[Dataset entries]
┏━━
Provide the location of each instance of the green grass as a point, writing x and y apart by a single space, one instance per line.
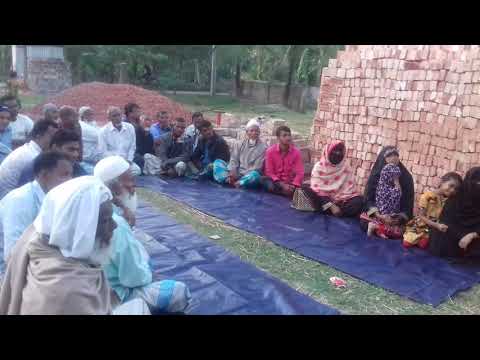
297 121
306 276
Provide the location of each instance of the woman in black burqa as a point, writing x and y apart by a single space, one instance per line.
461 214
389 155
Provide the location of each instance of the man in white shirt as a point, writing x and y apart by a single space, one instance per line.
86 115
192 131
20 207
90 137
21 125
13 165
51 112
118 138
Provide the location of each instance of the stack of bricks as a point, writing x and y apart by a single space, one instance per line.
423 99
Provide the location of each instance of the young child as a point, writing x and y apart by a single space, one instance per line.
430 206
387 222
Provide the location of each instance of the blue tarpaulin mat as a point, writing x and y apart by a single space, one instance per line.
220 283
339 243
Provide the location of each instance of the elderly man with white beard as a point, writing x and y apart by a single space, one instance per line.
128 271
56 266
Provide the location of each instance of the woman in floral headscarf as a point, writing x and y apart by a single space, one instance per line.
332 187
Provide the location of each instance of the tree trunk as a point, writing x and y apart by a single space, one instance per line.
292 65
197 72
238 80
291 70
213 75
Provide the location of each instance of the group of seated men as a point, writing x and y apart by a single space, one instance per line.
65 148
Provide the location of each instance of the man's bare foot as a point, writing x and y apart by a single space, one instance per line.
371 229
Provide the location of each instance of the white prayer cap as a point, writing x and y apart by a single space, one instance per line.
69 215
83 109
110 168
49 107
252 123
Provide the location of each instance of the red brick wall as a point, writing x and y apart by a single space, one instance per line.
423 99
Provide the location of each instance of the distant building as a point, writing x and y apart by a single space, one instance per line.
42 67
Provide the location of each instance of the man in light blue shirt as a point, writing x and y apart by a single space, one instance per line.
5 133
128 271
192 131
20 207
161 127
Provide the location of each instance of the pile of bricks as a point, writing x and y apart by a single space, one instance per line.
423 99
48 76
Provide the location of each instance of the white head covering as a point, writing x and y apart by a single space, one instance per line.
82 110
252 123
110 168
49 107
69 215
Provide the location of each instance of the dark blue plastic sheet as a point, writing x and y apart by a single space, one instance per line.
220 283
339 243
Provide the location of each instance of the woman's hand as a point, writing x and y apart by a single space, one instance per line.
129 216
467 239
336 211
442 227
386 219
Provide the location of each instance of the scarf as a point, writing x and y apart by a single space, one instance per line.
334 181
387 196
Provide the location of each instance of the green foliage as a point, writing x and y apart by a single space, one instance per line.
188 67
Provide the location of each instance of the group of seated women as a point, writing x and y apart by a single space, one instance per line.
448 217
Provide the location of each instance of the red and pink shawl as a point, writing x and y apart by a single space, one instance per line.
334 181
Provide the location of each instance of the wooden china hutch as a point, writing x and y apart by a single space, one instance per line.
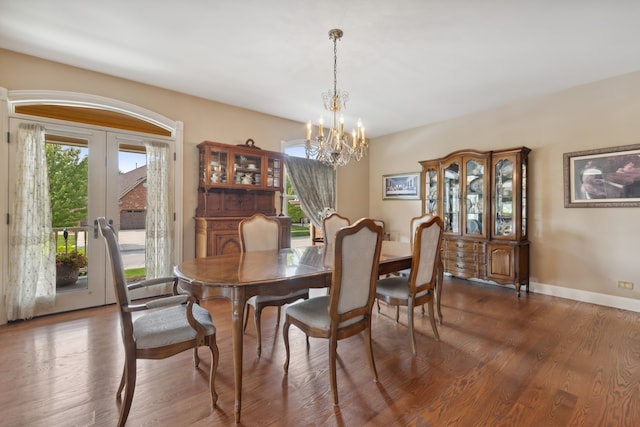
482 198
234 183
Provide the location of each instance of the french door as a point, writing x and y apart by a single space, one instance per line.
94 172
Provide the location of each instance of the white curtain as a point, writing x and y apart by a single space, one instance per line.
315 184
159 242
32 246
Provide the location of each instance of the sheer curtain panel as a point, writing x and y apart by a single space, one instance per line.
32 247
159 242
314 183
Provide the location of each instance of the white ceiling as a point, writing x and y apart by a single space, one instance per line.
405 63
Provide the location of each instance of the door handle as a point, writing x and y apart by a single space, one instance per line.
96 232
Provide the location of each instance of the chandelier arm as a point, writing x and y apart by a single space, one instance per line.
336 149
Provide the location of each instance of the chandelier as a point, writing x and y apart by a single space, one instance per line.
338 147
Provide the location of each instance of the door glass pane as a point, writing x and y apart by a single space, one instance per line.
67 164
132 205
523 192
452 198
474 197
431 187
504 198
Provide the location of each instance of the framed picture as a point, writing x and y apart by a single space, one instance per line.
602 178
401 186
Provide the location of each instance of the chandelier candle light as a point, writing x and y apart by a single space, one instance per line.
338 148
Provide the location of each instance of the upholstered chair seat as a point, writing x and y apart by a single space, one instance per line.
419 287
161 327
260 233
346 311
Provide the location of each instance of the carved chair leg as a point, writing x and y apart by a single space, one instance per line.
412 337
285 337
246 317
257 313
128 393
123 381
433 320
215 357
196 358
369 345
333 351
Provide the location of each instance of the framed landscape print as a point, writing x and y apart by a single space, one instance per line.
606 177
401 186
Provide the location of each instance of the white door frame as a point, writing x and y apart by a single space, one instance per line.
10 99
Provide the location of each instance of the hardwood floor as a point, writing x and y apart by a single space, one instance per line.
501 361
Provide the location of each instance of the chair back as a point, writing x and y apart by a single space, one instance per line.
415 222
330 226
426 255
259 233
117 268
385 235
355 272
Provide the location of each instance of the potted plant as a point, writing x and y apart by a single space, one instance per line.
68 265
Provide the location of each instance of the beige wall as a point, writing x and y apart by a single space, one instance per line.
581 248
203 120
586 249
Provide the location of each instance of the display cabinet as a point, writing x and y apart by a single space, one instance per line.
245 166
234 183
482 198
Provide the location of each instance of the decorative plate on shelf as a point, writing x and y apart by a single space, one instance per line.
475 186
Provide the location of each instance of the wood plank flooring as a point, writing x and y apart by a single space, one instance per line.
501 361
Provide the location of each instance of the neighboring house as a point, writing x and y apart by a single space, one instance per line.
132 199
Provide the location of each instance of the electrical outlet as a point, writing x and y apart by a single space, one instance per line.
625 285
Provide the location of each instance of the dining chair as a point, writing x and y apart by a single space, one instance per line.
162 327
330 226
385 234
260 233
346 311
421 284
413 224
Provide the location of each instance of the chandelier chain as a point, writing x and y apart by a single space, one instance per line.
337 149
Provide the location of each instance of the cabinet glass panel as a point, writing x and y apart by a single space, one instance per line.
524 198
247 170
273 172
504 198
474 195
217 167
203 168
451 208
431 190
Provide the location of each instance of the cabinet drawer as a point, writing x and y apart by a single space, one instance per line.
464 246
465 269
464 257
227 224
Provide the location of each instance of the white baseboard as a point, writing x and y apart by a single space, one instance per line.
586 296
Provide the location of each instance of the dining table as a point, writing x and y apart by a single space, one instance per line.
237 277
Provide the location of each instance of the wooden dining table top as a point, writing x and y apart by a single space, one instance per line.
276 267
238 277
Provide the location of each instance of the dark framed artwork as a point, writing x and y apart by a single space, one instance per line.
401 186
602 178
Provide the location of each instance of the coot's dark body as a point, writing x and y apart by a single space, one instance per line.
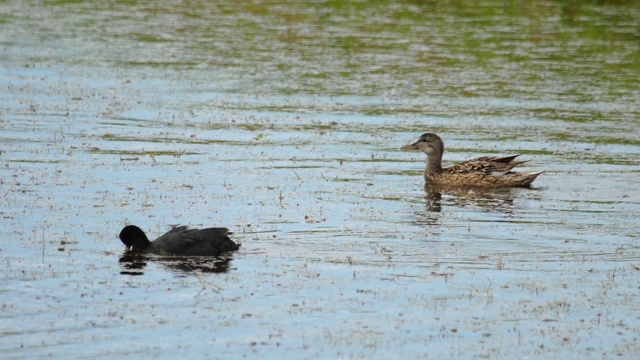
180 241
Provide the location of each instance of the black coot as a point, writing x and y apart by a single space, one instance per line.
180 241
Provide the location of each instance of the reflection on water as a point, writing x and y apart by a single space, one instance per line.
134 263
486 199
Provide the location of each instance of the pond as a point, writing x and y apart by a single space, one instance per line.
284 122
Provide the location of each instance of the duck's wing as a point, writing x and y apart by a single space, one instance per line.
486 165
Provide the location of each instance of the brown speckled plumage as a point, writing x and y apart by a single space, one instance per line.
484 171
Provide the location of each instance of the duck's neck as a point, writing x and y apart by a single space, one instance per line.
434 164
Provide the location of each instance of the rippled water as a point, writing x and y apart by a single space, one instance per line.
283 122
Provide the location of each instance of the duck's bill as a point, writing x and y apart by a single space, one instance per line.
413 146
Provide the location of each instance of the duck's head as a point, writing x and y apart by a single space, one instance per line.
429 143
133 238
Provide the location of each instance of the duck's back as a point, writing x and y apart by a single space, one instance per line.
193 242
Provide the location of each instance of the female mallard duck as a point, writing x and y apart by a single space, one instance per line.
483 171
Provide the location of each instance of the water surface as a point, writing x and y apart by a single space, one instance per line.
283 122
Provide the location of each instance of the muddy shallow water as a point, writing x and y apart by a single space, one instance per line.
284 122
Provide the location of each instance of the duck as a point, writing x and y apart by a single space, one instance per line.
486 171
179 241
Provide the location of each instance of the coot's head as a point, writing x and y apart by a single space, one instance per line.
134 238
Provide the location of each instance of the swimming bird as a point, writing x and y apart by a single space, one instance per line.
180 241
484 171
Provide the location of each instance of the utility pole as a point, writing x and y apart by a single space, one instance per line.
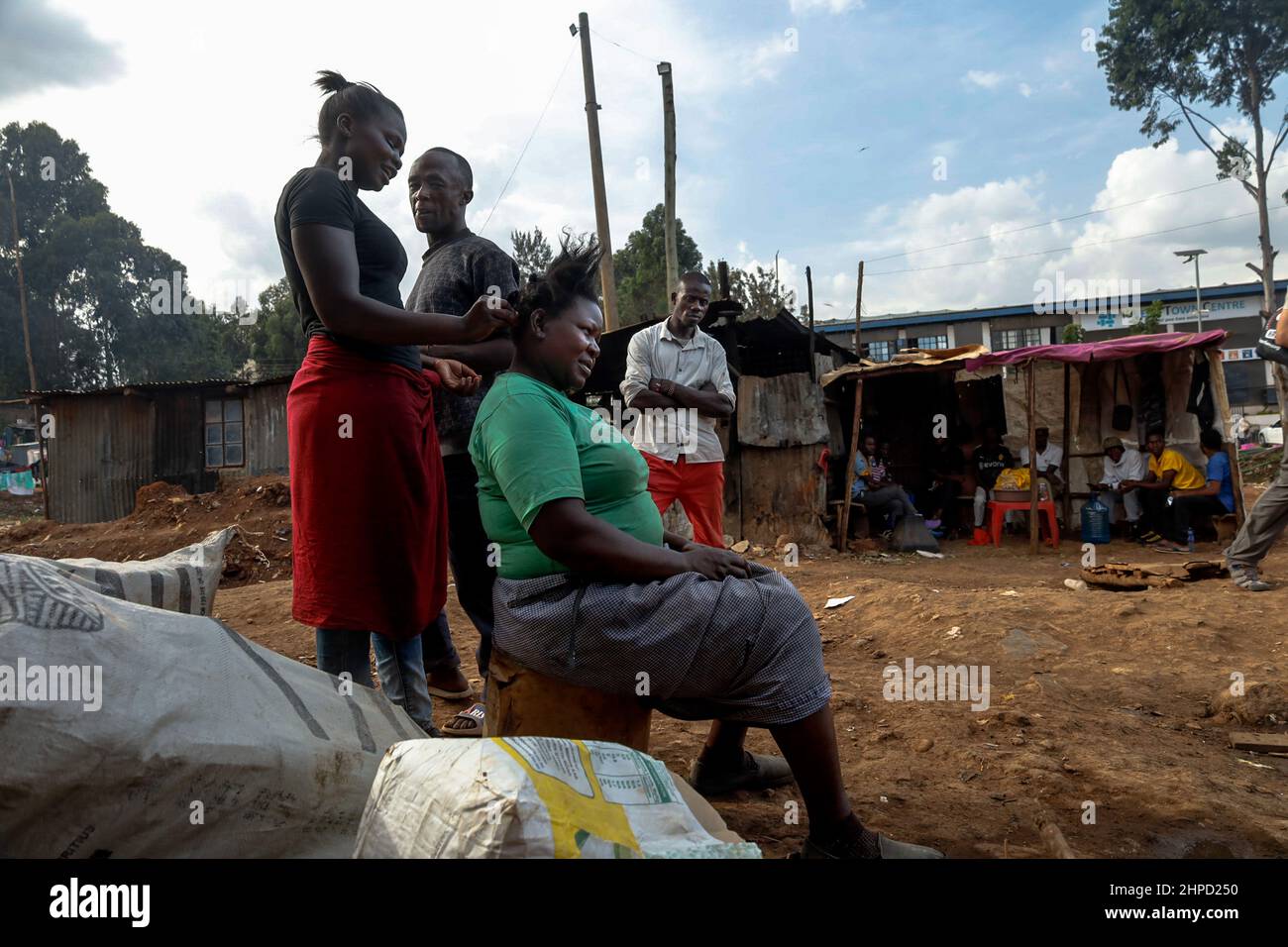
┗━━
Print each line from the one containing "Provide the location of each instance of the duck as" through the last line of the listing, both included, exactly and with no pictures.

EXERCISE ANSWER ▸
Provide the location of each instance of the duck as a point, writing x and y apart by a single space, one instance per line.
486 171
179 241
Provide the location of each instance of the coot's head as a point, writing x and y apart by a single space, one instance per line.
134 238
Provide the location of each instance of the swimming bird as a point, writing x and y apart by a single space, one instance per line.
180 241
484 171
Provide the location of each instance of the utility pole as a point, writing x and y apart by a single space, one instance per line.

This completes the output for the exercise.